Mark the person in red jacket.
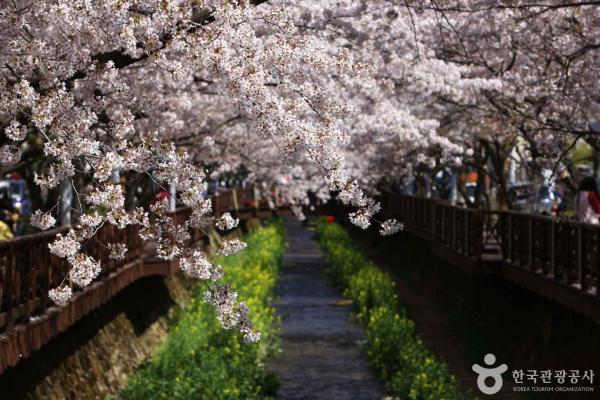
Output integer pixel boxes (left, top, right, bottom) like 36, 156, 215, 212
575, 177, 600, 224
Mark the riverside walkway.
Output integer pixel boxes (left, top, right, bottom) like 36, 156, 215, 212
271, 218, 385, 400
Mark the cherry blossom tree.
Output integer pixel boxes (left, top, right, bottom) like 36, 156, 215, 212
0, 0, 600, 340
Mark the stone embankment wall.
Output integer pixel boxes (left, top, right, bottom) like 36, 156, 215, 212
0, 274, 191, 400
0, 219, 261, 400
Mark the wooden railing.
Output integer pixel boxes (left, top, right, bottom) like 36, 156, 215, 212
383, 194, 484, 258
499, 212, 600, 296
381, 194, 600, 322
0, 188, 287, 374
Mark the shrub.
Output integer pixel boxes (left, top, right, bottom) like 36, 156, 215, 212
317, 221, 468, 400
120, 223, 284, 400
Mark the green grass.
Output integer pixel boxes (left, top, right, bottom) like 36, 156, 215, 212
317, 221, 469, 400
119, 222, 285, 400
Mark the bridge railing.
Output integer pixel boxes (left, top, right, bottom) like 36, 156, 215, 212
499, 211, 600, 296
382, 194, 600, 296
383, 194, 484, 258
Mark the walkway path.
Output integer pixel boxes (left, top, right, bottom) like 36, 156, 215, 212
271, 219, 385, 400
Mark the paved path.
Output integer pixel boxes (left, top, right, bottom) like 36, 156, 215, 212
271, 219, 385, 400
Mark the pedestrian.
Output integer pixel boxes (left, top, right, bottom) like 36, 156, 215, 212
575, 177, 600, 225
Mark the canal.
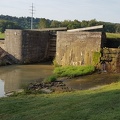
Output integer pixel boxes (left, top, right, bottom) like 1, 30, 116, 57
0, 64, 120, 97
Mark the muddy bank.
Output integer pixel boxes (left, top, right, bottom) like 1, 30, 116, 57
25, 80, 72, 93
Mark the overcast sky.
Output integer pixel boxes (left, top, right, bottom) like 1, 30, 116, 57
0, 0, 120, 23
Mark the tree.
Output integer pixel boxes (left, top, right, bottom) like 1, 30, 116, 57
0, 20, 21, 33
50, 20, 61, 28
39, 18, 50, 28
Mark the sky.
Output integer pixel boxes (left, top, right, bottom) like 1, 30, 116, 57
0, 0, 120, 23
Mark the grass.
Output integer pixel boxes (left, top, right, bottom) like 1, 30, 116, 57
0, 82, 120, 120
106, 33, 120, 38
43, 75, 57, 83
54, 65, 95, 77
0, 32, 5, 38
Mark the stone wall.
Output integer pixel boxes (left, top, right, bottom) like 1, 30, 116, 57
22, 30, 50, 63
56, 32, 105, 65
5, 29, 22, 63
5, 30, 49, 63
101, 48, 120, 73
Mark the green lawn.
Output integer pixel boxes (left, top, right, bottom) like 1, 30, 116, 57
0, 82, 120, 120
106, 33, 120, 38
0, 32, 5, 38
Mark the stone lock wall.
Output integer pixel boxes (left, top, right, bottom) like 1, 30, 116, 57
5, 29, 22, 63
22, 31, 50, 63
101, 48, 120, 73
56, 32, 105, 65
5, 30, 49, 63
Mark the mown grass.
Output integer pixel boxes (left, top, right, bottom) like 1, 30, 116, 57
0, 32, 5, 39
106, 33, 120, 38
0, 82, 120, 120
54, 65, 95, 77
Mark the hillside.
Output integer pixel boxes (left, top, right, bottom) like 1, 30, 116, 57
0, 15, 120, 33
0, 82, 120, 120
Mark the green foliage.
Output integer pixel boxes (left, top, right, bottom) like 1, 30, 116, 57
93, 52, 101, 65
43, 75, 57, 83
54, 65, 95, 78
0, 15, 120, 33
0, 20, 21, 33
0, 32, 5, 39
39, 18, 50, 29
0, 82, 120, 120
106, 33, 120, 39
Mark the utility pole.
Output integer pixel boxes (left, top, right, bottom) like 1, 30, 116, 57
30, 3, 34, 30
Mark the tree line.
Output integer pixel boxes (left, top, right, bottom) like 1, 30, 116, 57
0, 15, 120, 33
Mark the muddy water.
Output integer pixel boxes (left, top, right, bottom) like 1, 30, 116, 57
0, 65, 53, 97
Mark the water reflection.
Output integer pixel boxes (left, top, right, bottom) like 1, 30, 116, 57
0, 65, 53, 97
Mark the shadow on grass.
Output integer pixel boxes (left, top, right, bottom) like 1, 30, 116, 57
0, 89, 120, 120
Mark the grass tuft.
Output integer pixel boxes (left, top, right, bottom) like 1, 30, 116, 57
54, 65, 95, 78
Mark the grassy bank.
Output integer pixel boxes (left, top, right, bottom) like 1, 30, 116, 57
0, 82, 120, 120
54, 65, 95, 77
106, 33, 120, 38
0, 32, 5, 39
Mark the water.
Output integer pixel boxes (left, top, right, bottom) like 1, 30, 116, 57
0, 65, 120, 97
0, 65, 53, 97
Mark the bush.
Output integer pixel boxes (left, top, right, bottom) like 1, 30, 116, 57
54, 65, 95, 78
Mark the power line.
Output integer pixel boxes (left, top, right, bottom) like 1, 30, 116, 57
30, 3, 35, 29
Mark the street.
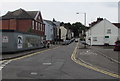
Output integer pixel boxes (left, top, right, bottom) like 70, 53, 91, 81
2, 42, 117, 81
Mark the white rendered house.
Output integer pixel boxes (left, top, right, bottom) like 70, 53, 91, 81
60, 26, 67, 41
43, 20, 55, 41
86, 19, 118, 45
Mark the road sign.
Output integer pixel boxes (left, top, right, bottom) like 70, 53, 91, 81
17, 35, 23, 48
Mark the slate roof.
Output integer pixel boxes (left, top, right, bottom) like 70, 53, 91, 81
112, 23, 120, 28
44, 20, 56, 26
0, 8, 38, 19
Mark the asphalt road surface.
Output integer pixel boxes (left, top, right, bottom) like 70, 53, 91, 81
2, 43, 119, 79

####

## [Short exercise]
Copy out all of the lines above with every "Mark" replaced by "Locate" and everything else kept the same. Leave the pictures out.

## [The reply]
Locate the person in red jacket.
Output integer pixel boxes (left, top, right, bottom) like 36, 156, 215, 212
575, 177, 600, 224
Locate the riverside walkway.
Output integer pixel boxes (left, top, right, bottom) like 36, 156, 215, 212
271, 218, 385, 400
Locate the cherry blossom tree.
Output integer pixel boxes (left, top, right, bottom) like 36, 156, 215, 212
0, 0, 600, 340
Locate the stone embankment wall.
Output integer pixel boxes (left, top, right, bottom) like 36, 156, 215, 212
0, 274, 191, 400
0, 219, 261, 400
Locate the wooden railing.
Output integer pixel boxes (left, top, right, bottom) like 36, 156, 215, 212
383, 194, 484, 258
499, 212, 600, 296
381, 194, 600, 322
0, 188, 287, 374
Locate the shrub.
Output integer pixel boxes (left, top, right, bottom) like 36, 156, 215, 212
317, 221, 468, 400
120, 223, 284, 400
Locate the green grass.
Output integer pixel boxes (left, top, right, bottom) like 36, 156, 215, 212
317, 221, 469, 400
119, 222, 285, 400
Locate the bridge railing.
Output integer pixel boxes (left, top, right, bottom) like 36, 156, 215, 212
499, 211, 600, 296
382, 194, 600, 296
383, 194, 484, 258
Locate the walkway path.
Output integer pixel boxes (left, top, right, bottom) like 36, 156, 215, 212
271, 219, 385, 400
Locate the paved path.
Output integer pixel boxes (left, top, right, bottom) like 36, 156, 215, 212
271, 219, 385, 400
Locate the pedestrian.
Output integer pixel boxes (left, top, right, bottom) like 36, 156, 215, 212
575, 177, 600, 225
Locate the canal.
Output integer pixel boxes (left, top, right, bottom) like 1, 30, 116, 57
0, 64, 120, 97
Locate the muddy bank.
Output integer pixel boxes (left, top, right, bottom) like 1, 30, 116, 57
25, 80, 72, 93
Locate the overcast sky.
Output integer pixel boxes (left, top, right, bottom) like 1, 30, 116, 57
0, 0, 120, 23
Locate the tree.
Output integer pixel boxes (left, top, right, bottom) like 1, 30, 116, 57
0, 20, 21, 33
50, 20, 61, 28
39, 18, 50, 28
Locate the sky.
Output integer pixel boxes (left, top, right, bottom) like 1, 30, 116, 57
0, 0, 120, 23
Locate the grass.
Output integer pixel boxes (left, top, right, bottom) like 1, 30, 116, 57
0, 82, 120, 120
106, 33, 120, 38
43, 75, 57, 83
54, 65, 95, 77
0, 32, 5, 38
Locate the stone wall.
Output integer pixel boxes (left, top, right, bottom) like 1, 30, 116, 57
22, 30, 50, 63
56, 32, 105, 65
5, 29, 22, 63
5, 30, 49, 63
101, 48, 120, 73
Locate the green lawn.
Output integer pixel boxes (left, top, right, bottom) like 1, 30, 116, 57
0, 82, 120, 120
106, 33, 120, 38
0, 32, 5, 38
Locate the stone lock wall.
Output integer pixel boxes (left, top, right, bottom) like 1, 30, 116, 57
5, 29, 22, 63
22, 31, 50, 63
101, 48, 120, 73
56, 32, 105, 65
5, 30, 49, 63
Locate the mown grass.
Output integer pixel boxes (left, top, right, bottom) like 1, 30, 116, 57
0, 32, 5, 39
106, 33, 120, 38
0, 82, 120, 120
54, 65, 95, 77
Locate the hillside.
Output integer pixel boxes (left, top, right, bottom) like 1, 30, 116, 57
0, 15, 120, 33
0, 82, 120, 120
Locate the green foliage.
Output integer pixel boxes (left, top, right, bottom) like 1, 30, 116, 57
93, 52, 101, 65
43, 75, 57, 83
54, 65, 95, 78
0, 15, 120, 33
0, 20, 21, 33
0, 32, 5, 39
39, 18, 50, 29
0, 82, 120, 120
106, 33, 120, 39
Locate the utility pole.
Output integer pixel boxes (left, top, right, bottom) like 1, 30, 116, 57
30, 3, 34, 30
Locate the tree line.
Output integer pixel boxes (left, top, right, bottom) like 1, 30, 116, 57
0, 15, 120, 33
Locate the muddy water.
Output integer pixel boxes (left, top, right, bottom) like 1, 30, 116, 57
0, 65, 53, 97
Locate the water reflection.
Output integer pixel boxes (left, top, right, bottom) like 1, 30, 116, 57
0, 65, 53, 97
Locate the shadow on grass.
Output integer pixel boxes (left, top, right, bottom) like 1, 30, 116, 57
0, 89, 120, 120
Locate the grass tuft.
Output integer pixel boxes (left, top, right, bottom) like 1, 30, 116, 57
54, 65, 95, 78
Locate the grassy bank.
Output integer pixel boxes (left, top, right, bottom) like 1, 30, 116, 57
0, 82, 120, 120
54, 65, 95, 77
106, 33, 120, 38
0, 32, 5, 39
Locate the water.
Output integer pixel boxes (left, top, right, bottom) like 1, 30, 116, 57
0, 65, 120, 97
0, 65, 53, 97
Locate the bush.
Output integer pixel boxes (left, top, right, bottom) like 1, 30, 116, 57
54, 65, 95, 78
Locate the power line.
Output integer pixel boxes (left, top, right, bottom) like 1, 30, 116, 57
30, 3, 35, 29
Locate the street.
Output integer pixel boxes (left, top, right, bottom) like 70, 53, 91, 81
2, 42, 117, 81
Locate the white rendered house.
Output integer pixel boxes (left, top, right, bottom) like 70, 53, 91, 81
60, 26, 67, 41
43, 20, 55, 41
86, 19, 118, 45
Locate the road sign.
Output integer pixel boxes (left, top, right, bottom) like 70, 53, 91, 81
17, 35, 23, 48
Locate the slate roof.
Output integer pixel boxes (left, top, right, bottom) like 70, 53, 91, 81
112, 23, 120, 28
44, 20, 56, 26
0, 8, 38, 19
Locate the asphalt road surface.
Output integer pixel boxes (left, top, right, bottom) like 70, 53, 91, 81
2, 43, 119, 79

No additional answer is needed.